[本文抜粋]:
• • • •
まつなる的雑文~光輝く明日に向かえ

まつなる兄さんのよしなしごと、旅歩き、野球、寺社巡りを書きます。頼りなく豊かなこの国に、何を賭け、何を夢見よう?

新球場with三次ワイン

2010年10月20日 | 旅行記F・中国

17日、「鉄道の日記念西日本一日乗り放題きっぷ」の旅である。広島駅の改札できっぷにスタンプを押してもらう。

さてここからのルートであるが、向かったのは北側の9番のりば。芸備線の発車ホームである。関西に戻るのであれば山陽線とか呉線に乗るのが通常ルートであるが、あえて北東に向かう芸備線に乗る。この線に乗るのも久しぶりである。

Dscn3568 ホームにはキハ40やキハ47など、5両の国鉄型気動車が並ぶ。朝の通勤通学輸送用であるが、ここまで気動車が並ぶのも圧巻の光景。6時58分発車、ここから三次まで向かうことにする。

マツダスタジアムを右手に見て、貨物ターミナルから北に線路を向ける。東区から安佐北区方面へと向かう。このあたり、広島での勤務時代は営業エリアとして受け持っていたこともあり、地名やら車窓やらには懐かしさを感じる。まあその頃はもっぱらクルマでの移動で、仕事で芸備線に乗ることはなかったのだが・・・。

Dscn3573 そんな高陽地区の中心にある下深川で後3両を切り離す。切り離された3両は折り返して広島に向かう。ここから2両編成となり、にわかにローカル色が強くなってきた。国鉄型気動車のボックス席に身を投げ出し、夜行バスでややお疲れ気味のアタマと身体をぼんやりと解放させる。
• • • •
[データ抜粋]:
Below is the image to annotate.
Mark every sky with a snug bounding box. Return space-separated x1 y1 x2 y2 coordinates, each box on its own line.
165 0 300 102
• • • •
[課題 A]: 本文抜粋に名前が出てくる鉄道の路線をすべて挙げなさい。
[課題 B]:
次の(i)～(iii)の文が本文抜粋の内容と合っているかどうか、それぞれ「はい」か「いいえ」で答え、判断の根拠となる本文の語句をそのまま引用しなさい。
(i) 広島駅から乗った列車は6時58分に発車した。
(ii) 筆者は広島での勤務時代、仕事で芸備線をよく利用していた。
(iii) 下深川で切り離された3両は、そのまま三次へ向かった。
[課題 C]: 本文抜粋のうち、"17日、「鉄道の日記念西日本"を含む語句で始まり"ら三次まで向かうことにする。"で終わる部分を、一字も変えずに書き写しなさい。

[解答 A]: 芸備線、山陽線、呉線

[解答 B]:
(i) はい。「6時58分発車、ここから三次まで向かうことにする。」
(ii) いいえ。「仕事で芸備線に乗ることはなかったのだが・・・。」
(iii) いいえ。「切り離された3両は折り返して広島に向かう。」

[解答 C]:
17日、「鉄道の日記念西日本一日乗り放題きっぷ」の旅である。広島駅の改札できっぷにスタンプを押してもらう。

さてここからのルートであるが、向かったのは北側の9番のりば。芸備線の発車ホームである。関西に戻るのであれば山陽線とか呉線に乗るのが通常ルートであるが、あえて北東に向かう芸備線に乗る。この線に乗るのも久しぶりである。

Dscn3568 ホームにはキハ40やキハ47など、5両の国鉄型気動車が並ぶ。朝の通勤通学輸送用であるが、ここまで気動車が並ぶのも圧巻の光景。6時58分発車、ここから三次まで向かうことにする。